## Your tasks
a) In the mailing list reply about cache peers, which Squid version does the writer say is currently in use?
b) For each statement, say whether the mailing list reply about cache peers agrees with it. Answer yes or no, and quote the deciding words.
(i) The figure of 50% of objects never being requested a second time comes from Squid's own statistics.
(ii) The writer gives travel as the reason for replying late.
(iii) The writer worked out scenarios of up to 10 or more requests.
c) Extend the mailing list reply about cache peers, picking up after its final sentence.

## Extract provided
·····

Re: [squid-users] cache peer: hit, miss and reject from Nikolai Gorchilov on 2013-09-05 (squid-users)

From: Nikolai Gorchilov <niki_at_x3me.net>
Date: Fri, 6 Sep 2013 05:26:09 +0530

Sorry for the late reply. Was traveling in the last two days.

On Wed, Sep 4, 2013 at 10:05 AM, Amos Jeffries <squid3_at_treenet.co.nz> wrote:
>
> On 4/09/2013 7:14 a.m., Niki Gorchilov wrote:
>>
>> 2. We know that 50% of the objects in our cache never get requested
>> second time, thus only creating load on the system to store and later
>> to evict them.
>
> How did you get to that conclusion please?

These are not the squid stats, but our own custom cache peer stats.

> What Squid version are you using at present?

3.3.8. Waiting for 3.4 :-)

>> So we prefer to be able to cache on second, third,
>> etc... request without passing the first requests via the peer at all.
>
> You understand that will possibly halve your caching efficiency right? turning the 2-request URLs into MISS+MISS+... and making only the 3-times fetched URLs worth caching...

Yeah. Did the math very carefully :) 1+, 2+, 3+, 4+ up to 10+ requests scenario.

> Caching is at its core a tradeoff between storage delays and bandwidth delays. If you explicitly weight it in the direction of bandwidth delays by not caching things on first request the benefits drop off significantly fast.

·····

## Excerpted data
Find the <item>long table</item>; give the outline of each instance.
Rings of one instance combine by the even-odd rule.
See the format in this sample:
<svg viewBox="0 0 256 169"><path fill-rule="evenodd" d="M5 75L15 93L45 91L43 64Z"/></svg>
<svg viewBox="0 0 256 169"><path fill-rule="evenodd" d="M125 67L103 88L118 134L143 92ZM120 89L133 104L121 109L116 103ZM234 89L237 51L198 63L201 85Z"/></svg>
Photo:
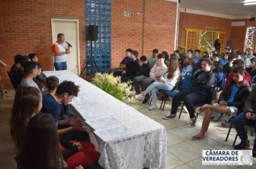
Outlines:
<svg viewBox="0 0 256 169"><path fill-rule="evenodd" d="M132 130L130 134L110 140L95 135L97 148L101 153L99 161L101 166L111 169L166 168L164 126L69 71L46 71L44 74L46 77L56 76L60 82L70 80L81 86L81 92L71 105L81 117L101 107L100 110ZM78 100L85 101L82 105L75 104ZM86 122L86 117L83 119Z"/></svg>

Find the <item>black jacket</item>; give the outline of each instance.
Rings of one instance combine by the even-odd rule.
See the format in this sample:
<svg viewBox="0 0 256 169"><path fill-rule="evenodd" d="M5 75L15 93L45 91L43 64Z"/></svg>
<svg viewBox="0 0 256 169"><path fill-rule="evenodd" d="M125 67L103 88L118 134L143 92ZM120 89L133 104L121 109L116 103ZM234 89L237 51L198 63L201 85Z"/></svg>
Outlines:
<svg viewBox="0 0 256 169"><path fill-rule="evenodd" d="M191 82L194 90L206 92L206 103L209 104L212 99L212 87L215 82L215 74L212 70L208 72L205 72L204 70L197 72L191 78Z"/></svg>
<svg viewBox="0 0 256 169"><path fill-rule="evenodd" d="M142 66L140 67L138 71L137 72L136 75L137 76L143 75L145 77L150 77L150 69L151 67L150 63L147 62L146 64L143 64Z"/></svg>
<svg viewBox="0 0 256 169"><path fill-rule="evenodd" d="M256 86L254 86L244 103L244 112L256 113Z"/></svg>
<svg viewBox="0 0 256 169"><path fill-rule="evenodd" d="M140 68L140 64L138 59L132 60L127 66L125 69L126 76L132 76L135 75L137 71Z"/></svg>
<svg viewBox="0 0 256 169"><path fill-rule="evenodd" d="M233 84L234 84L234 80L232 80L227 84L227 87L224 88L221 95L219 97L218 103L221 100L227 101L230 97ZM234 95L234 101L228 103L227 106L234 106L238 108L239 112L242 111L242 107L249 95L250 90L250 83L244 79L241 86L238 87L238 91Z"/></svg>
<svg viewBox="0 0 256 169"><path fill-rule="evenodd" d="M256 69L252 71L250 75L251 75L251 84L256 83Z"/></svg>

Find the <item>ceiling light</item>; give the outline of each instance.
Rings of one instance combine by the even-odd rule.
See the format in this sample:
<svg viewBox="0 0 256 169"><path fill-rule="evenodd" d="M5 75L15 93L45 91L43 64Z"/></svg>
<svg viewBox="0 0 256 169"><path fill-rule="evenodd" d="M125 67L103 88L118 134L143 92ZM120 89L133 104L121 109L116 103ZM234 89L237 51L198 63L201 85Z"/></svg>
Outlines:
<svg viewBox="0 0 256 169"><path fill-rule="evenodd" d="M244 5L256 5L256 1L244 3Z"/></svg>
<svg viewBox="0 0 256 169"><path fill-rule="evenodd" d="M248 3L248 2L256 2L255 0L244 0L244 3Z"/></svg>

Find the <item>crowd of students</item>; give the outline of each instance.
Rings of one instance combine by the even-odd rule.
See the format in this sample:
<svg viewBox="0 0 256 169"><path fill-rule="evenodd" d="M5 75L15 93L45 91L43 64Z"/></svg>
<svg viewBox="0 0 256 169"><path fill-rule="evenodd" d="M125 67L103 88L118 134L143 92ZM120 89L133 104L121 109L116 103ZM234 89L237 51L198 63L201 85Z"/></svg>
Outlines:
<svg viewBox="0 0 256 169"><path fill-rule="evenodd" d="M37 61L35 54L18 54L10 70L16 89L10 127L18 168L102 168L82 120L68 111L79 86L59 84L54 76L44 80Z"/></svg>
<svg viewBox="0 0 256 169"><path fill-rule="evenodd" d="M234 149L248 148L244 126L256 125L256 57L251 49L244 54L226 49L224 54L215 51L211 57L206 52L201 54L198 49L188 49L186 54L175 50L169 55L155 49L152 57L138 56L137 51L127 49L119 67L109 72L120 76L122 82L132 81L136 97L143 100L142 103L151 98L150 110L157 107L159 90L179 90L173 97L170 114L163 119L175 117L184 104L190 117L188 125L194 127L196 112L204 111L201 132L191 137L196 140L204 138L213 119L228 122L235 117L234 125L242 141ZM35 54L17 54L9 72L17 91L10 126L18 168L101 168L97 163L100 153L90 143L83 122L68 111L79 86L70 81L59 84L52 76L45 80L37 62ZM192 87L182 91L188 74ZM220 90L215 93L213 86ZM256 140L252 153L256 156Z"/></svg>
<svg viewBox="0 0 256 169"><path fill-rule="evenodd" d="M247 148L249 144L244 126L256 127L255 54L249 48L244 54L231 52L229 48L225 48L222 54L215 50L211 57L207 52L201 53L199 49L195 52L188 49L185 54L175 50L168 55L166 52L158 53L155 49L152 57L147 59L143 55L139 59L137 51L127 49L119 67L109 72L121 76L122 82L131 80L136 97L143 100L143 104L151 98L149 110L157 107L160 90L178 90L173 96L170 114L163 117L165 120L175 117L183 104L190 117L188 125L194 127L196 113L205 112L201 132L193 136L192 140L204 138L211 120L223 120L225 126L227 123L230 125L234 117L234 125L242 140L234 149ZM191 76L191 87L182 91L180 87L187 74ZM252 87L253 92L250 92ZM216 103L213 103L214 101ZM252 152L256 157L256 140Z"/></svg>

·····

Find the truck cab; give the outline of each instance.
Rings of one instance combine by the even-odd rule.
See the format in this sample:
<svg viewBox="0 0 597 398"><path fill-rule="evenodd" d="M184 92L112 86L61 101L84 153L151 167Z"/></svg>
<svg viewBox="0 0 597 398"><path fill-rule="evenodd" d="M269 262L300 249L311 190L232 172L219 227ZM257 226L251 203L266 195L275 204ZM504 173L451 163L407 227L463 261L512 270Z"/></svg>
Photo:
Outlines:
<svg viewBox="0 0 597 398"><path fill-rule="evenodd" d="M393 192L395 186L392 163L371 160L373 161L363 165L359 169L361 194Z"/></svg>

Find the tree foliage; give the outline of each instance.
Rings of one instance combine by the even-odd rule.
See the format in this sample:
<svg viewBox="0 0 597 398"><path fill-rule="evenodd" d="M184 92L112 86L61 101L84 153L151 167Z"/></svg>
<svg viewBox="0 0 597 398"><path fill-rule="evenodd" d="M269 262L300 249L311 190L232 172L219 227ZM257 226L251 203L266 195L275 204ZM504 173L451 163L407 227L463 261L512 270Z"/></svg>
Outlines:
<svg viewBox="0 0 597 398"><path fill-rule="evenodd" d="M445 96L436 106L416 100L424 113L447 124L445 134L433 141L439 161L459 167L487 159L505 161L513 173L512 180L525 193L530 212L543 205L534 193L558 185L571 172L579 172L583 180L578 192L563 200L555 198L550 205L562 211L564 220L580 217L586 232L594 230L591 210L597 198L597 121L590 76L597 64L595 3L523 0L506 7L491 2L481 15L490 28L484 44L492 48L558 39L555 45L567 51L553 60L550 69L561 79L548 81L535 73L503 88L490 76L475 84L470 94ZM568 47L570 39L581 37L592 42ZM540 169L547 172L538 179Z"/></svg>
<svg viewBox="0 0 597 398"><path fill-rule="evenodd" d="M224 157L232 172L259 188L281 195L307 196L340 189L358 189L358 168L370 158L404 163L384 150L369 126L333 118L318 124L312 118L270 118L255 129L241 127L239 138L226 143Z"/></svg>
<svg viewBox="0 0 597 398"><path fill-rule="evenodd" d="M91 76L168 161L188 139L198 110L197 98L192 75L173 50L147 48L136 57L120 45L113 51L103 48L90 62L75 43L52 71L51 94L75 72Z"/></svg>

·····

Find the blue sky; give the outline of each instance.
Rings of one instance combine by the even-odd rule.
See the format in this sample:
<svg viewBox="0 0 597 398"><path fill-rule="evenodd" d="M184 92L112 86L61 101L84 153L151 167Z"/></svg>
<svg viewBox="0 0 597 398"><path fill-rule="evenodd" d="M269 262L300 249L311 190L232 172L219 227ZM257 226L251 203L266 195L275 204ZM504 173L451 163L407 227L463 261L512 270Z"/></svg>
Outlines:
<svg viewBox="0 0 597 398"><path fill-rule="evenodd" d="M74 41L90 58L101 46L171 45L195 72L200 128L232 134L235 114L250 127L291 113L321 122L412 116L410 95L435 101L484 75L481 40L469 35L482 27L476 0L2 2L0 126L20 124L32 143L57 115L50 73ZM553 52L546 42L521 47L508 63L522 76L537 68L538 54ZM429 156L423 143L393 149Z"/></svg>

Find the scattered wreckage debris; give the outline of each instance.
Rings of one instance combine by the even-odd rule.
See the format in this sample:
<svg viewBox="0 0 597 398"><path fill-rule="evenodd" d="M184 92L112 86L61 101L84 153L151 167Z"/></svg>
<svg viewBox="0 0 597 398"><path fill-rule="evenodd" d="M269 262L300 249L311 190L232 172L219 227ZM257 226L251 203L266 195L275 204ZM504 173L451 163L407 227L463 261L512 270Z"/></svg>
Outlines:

·····

## Expected results
a) Squid 3.3.8.

b)
(i) No: "These are not the squid stats, but our own custom cache peer stats."
(ii) Yes: "Sorry for the late reply. Was traveling in the last two days."
(iii) Yes: "1+, 2+, 3+, 4+ up to 10+ requests scenario."

c)
You are right in general, but not in our specific case. Our cache peer
produces about 60% cache hit. Going from 1st to 2nd request caching
will reduce the hit rate to about 58%. Still good result without much
trashing the HDDs. Or keep the trashing, but reduce the size by half
:)

>> Why? Same reasons as above.... ICP is cheap enough for statistics and
>> decision making...
>
> This is not possible with ICP as far as I know.

OK. Clear.

>> Any ideas how to resolve my issue and offload the cache peer by at
>> least 50% of the requests it servers currently?
>
> Answer: Do not use cache existence test(s) to solve access control and routing problems.

Great point :-) Thanks.

> I would use an external_acl_type helper to do the calculation about whether a request was to be cached and set a tag=value on the transaction. The tag type ACL can then test for this tag and do a "cache deny". Since you have all traffic
>
> Something like this:
>
> external_acl_type tagger ttl=0 %URL ... (helper returns "OK tag=first-seen" or just "OK").
> acl firstSeen external tagger
> acl taggedFirst tag first-seen
> http_accesss deny firstSeen !all
> cache deny !taggedFirst

Yeah. Did something like this, works like a charm.

Even tried to remove all ICP as it is used only for marking via
qos_flows parent. The helper mostly replicates the logic behind our
custom ICP listener and returning tag=parent-hit was a no brainer.
Unfortunately I have discovered that clientside_tos doesn't support
slow acls like tag. I believe this fact has to be mentioned somewhere
at http://www.squid-cache.org/Doc/config/clientside_tos/. Will stick
to ICP HIT/MISS & quos_flows for DSP marking for now, while observing
ZPH kernel patch as an alternative.

Thanks Amos. For all the efforts keeping the squid development going
and it's community alive :)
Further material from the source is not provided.